**TASK BRIEF:** Copy out the listing that follows exactly, dropping every picture.

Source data
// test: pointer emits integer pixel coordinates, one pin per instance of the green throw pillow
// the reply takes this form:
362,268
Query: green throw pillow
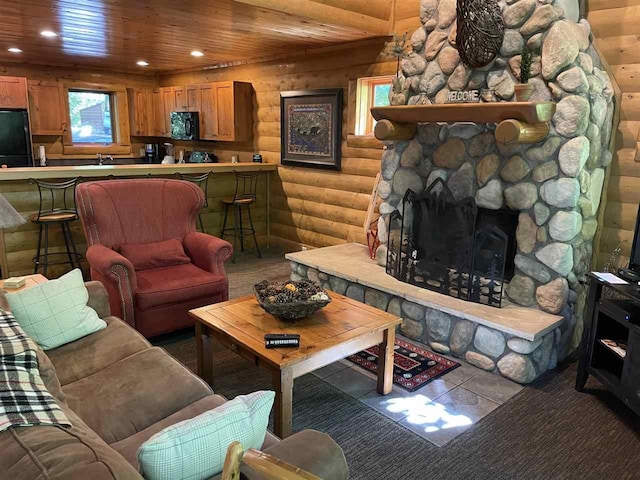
56,312
195,449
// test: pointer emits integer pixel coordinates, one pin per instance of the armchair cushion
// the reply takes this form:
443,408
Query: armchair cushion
154,255
207,252
177,284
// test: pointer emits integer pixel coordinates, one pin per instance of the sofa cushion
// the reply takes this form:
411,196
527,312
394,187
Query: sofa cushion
128,447
134,393
74,453
196,448
154,255
54,313
49,376
177,284
96,352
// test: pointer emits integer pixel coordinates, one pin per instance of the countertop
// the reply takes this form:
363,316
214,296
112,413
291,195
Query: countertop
92,171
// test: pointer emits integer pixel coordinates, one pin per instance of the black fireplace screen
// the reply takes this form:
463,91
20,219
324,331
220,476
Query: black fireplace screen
451,246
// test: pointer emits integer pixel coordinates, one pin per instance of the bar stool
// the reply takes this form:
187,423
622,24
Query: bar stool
245,196
56,208
203,182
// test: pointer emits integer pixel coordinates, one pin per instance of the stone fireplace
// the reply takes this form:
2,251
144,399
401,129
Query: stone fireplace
554,186
452,246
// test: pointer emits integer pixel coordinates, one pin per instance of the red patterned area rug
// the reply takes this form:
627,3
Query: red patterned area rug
413,366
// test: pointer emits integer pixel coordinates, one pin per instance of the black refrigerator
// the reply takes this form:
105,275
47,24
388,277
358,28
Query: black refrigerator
15,139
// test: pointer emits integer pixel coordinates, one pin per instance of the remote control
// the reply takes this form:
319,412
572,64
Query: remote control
280,340
629,275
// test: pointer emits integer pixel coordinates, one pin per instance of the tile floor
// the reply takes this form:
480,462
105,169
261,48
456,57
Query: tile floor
439,411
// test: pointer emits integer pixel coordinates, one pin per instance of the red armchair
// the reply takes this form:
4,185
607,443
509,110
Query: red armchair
154,289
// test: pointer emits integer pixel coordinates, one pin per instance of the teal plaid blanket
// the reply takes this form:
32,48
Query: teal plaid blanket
24,400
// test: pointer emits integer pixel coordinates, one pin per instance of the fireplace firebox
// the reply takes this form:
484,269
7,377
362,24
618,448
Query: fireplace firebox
452,246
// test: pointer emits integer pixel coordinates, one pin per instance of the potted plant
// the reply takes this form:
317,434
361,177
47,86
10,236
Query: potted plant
524,89
399,93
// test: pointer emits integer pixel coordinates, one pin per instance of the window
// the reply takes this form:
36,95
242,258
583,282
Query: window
97,119
371,92
90,117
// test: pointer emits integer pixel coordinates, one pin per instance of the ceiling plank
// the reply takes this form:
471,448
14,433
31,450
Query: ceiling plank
324,13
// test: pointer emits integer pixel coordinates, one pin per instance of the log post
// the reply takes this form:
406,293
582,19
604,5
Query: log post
515,131
388,130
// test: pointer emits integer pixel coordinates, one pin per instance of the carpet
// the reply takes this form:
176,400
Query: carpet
547,431
413,366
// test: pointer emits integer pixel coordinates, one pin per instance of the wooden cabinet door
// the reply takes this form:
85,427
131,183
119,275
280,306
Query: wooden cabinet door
159,124
180,99
141,111
169,100
13,92
208,116
193,98
47,108
225,111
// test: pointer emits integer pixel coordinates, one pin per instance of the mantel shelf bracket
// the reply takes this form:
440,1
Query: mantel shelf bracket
518,122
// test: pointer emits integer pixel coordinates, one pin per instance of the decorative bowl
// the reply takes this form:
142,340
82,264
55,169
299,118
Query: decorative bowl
291,300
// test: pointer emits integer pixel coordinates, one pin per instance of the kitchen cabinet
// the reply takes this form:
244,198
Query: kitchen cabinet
180,99
193,98
169,102
226,108
141,111
13,92
47,107
159,124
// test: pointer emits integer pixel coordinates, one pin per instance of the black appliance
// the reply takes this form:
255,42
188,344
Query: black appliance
15,139
154,152
184,125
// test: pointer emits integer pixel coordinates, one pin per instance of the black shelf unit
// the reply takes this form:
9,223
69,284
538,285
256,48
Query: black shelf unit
613,317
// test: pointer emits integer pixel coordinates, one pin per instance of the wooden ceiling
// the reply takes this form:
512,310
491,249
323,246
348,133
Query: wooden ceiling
115,34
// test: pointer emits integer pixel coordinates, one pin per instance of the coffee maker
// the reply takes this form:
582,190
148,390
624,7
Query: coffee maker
154,152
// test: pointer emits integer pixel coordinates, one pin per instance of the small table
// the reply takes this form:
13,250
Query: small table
342,328
602,319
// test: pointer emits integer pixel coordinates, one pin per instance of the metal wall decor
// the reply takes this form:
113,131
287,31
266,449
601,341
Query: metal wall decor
311,128
438,244
480,31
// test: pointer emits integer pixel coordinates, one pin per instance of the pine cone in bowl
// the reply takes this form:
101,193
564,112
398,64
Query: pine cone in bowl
291,300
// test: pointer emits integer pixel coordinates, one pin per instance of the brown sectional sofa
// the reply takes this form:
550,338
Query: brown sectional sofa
117,391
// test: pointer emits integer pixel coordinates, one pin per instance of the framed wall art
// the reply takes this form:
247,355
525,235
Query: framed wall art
311,128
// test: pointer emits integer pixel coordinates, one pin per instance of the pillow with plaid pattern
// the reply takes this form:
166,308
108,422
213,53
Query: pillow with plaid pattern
55,312
195,449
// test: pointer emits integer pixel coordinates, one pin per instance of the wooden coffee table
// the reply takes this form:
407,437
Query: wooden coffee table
342,328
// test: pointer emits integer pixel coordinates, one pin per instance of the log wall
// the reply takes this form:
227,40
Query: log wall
309,207
53,144
616,26
20,243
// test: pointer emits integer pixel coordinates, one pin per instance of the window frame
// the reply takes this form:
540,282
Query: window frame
119,110
365,87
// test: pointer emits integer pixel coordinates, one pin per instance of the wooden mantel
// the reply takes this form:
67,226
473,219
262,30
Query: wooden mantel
518,122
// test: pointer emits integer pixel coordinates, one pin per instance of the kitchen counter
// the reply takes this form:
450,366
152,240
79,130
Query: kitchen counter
142,169
18,245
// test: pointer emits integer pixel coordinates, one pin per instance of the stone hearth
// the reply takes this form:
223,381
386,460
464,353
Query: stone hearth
518,342
555,186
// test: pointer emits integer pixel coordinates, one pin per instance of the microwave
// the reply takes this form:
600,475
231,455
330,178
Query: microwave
184,125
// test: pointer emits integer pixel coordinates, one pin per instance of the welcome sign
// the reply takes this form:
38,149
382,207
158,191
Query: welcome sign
463,96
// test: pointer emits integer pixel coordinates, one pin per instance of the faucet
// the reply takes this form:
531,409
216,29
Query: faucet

**TASK SOLUTION:**
// test: pointer emits integer pixel coordinates, one pin per instance of the green throw pillow
// the reply takes this form:
362,268
Query: green throw pillow
56,312
195,449
// test: pointer emits integer pixel coordinates, one pin per instance of the armchair cushion
// the reply takes this form:
443,408
Query: armchair cushion
154,255
207,252
177,284
// test: pointer emits integer pixel coordinates, one pin per instance of the sofa cushion
// the reply takes this form:
411,196
527,312
394,187
Query: sofa cushion
128,447
134,393
74,453
196,448
154,255
54,313
49,376
177,284
96,352
// test: pointer emits integer pixel coordinates, one pin per instance of the countertop
// the reply takes this form:
363,316
214,296
112,413
291,195
Query: countertop
92,171
// test: pointer emits integer pixel coordinates, one pin per instance of the black fireplace screen
// the reply takes this form:
463,91
20,219
324,331
220,476
Query: black fireplace screen
451,246
// test: pointer emits integer pixel coordinates, one pin per instance of the bar stool
// the reply takes this form:
187,423
622,24
Query: bar stool
245,196
56,208
203,182
// test: pointer emits integer pixel coordinates, one pin per instance of the stone fireplace
// the reply takes this form:
2,251
144,399
401,129
Query: stone fireplace
554,186
452,246
// test: pointer emits integer pixel coordinates, one pin per instance of the red patterned area rug
// the reply takes this form:
627,3
Query: red patterned area rug
413,366
// test: pointer emits integer pixel coordinates, one pin per instance of the black refrigerator
// the reply takes this form:
105,275
47,24
388,277
358,28
Query: black refrigerator
15,139
// test: pointer emits integer pixel coordinates, one pin per instance of the remote control
// the reply takes this form:
319,412
572,64
Query: remote control
280,340
629,275
// test: pointer emits integer pixel coordinates, one pin per instance of the tile floor
// the reply takes this form:
480,462
105,169
261,48
456,57
Query: tile floor
439,411
// test: pointer emits integer pixel coordinates, one pin per instance of the red armchair
// the reply takes this form:
4,185
607,443
509,110
Query: red armchair
154,289
// test: pointer emits integer pixel coordinates, one pin per instance of the teal plaid blanket
// the reply takes this form:
32,48
Query: teal plaid blanket
24,400
// test: pointer emits integer pixel coordinates, one pin per instance of the fireplace firebox
// the reply takes this form:
484,269
7,377
362,24
618,448
Query: fireplace firebox
452,246
// test: pointer emits integer pixel coordinates, one pin per instance of the potted plant
// the reply takes this form:
317,434
361,177
47,86
10,236
Query: potted plant
524,89
399,93
// test: pointer emits integer pixel coordinates, one pin per instance of the window
// the reply takes this form:
36,95
242,258
583,282
Query: window
97,119
371,92
90,117
// test: pointer emits integer pixel coordinates, one pin per instance of the ceiling plank
// the reply takes this form:
471,448
14,433
31,450
Query: ceiling plank
324,13
// test: pointer emits integer pixel coordinates, one pin per instance of the log post
// the reply takes this form:
406,293
582,19
604,5
Query: log post
515,131
388,130
// test: pointer emits integer pixel coordinates, one pin per instance of the carpet
// the reply takes this form:
176,400
Query: carpet
547,431
413,366
// test: pointer emits integer pixel coordinates, one pin per instance of the wooden cabinet door
// the reply takes this form:
85,427
131,183
119,275
280,306
Query: wooden cabinet door
159,124
180,99
141,111
169,100
13,92
208,116
193,98
47,108
225,111
// test: pointer emits integer pixel coordinates, one pin per instance of the mantel shelf bracket
// the reply takes this form:
440,1
Query: mantel shelf bracket
518,122
// test: pointer emits integer pixel coordinates, one pin per instance of the decorative bowl
// the reply takes this form:
142,340
82,264
55,169
299,118
Query: decorative bowl
291,300
// test: pointer emits integer pixel coordinates, one pin per instance of the kitchen cabinet
// the reply takes this form:
244,198
Query: kitchen cabinet
180,99
193,98
169,102
226,108
141,111
13,92
47,107
159,124
// test: pointer emits integer pixel coordinates, one pin per instance of the black appliance
// the reply takes this form:
255,42
188,344
Query: black appliance
15,139
154,152
184,125
// test: pointer emits integer pixel coordinates, one pin per instance of the black shelf unit
// the reply takes this form:
9,223
69,284
538,285
256,48
Query: black shelf unit
613,317
// test: pointer emits integer pixel coordinates, one pin per instance of the wooden ceiling
// the reply takes this form:
512,310
491,249
323,246
348,133
Query: wooden ceiling
115,34
// test: pointer emits integer pixel coordinates, one pin per instance of the coffee maker
// the reply takes this form:
582,190
148,390
624,7
Query: coffee maker
154,152
// test: pointer emits integer pixel coordinates, one pin per instance of the small table
// the reply takes this form:
13,250
Query: small table
342,328
602,319
// test: pointer emits integer pixel coordinates, one pin per instance of the metal wall decor
// the reply takes this form:
113,131
287,31
266,449
601,341
Query: metal wall decor
311,128
438,244
480,31
// test: pointer emits integer pixel coordinates, one pin per instance of the pine cone in bowl
// the reply takes this form:
101,193
564,112
398,64
Query: pine cone in bowl
291,300
// test: pointer emits integer pixel coordinates, one pin per instance of the brown sectional sofa
// the reply takes this form:
550,338
Query: brown sectional sofa
117,391
// test: pointer emits integer pixel coordinates, one pin per instance of the framed wall art
// the reply takes this form:
247,355
525,235
Query: framed wall art
311,128
// test: pointer emits integer pixel coordinates, one pin per instance of the pillow with plaid pattern
// the reply takes this form:
166,308
108,422
213,53
Query: pillow with plaid pattern
55,312
195,449
// test: pointer emits integer pixel coordinates, one pin per instance of the wooden coffee table
// the reply takes this form:
407,437
Query: wooden coffee table
342,328
// test: pointer emits integer pixel coordinates, one pin per instance of the log wall
// the reply takes this form:
227,40
Query: log wall
309,207
53,144
616,26
20,243
// test: pointer emits integer pixel coordinates, one pin per instance of the window frame
// the reply takes this form:
540,282
Query: window frame
119,110
365,87
// test: pointer emits integer pixel coordinates, one pin per instance of the wooden mantel
// the reply takes this form:
67,226
473,219
262,30
Query: wooden mantel
518,122
// test: pointer emits integer pixel coordinates, one pin per instance of the kitchen counter
// the reply takes this form:
450,366
152,240
79,130
Query: kitchen counter
142,169
18,245
// test: pointer emits integer pixel coordinates, one pin per instance of the stone hearth
// the reply takes this form:
223,381
386,460
464,353
Query: stone hearth
518,342
555,186
// test: pointer emits integer pixel coordinates, one pin per instance of the microwave
// the reply takes this form:
600,475
231,455
330,178
Query: microwave
184,125
// test: pointer emits integer pixel coordinates, one pin per instance of the welcome sign
// the reply takes this form:
38,149
382,207
158,191
Query: welcome sign
463,96
// test: pointer emits integer pixel coordinates, one pin per instance of the faucet
// the reply takes this form:
531,409
216,29
Query: faucet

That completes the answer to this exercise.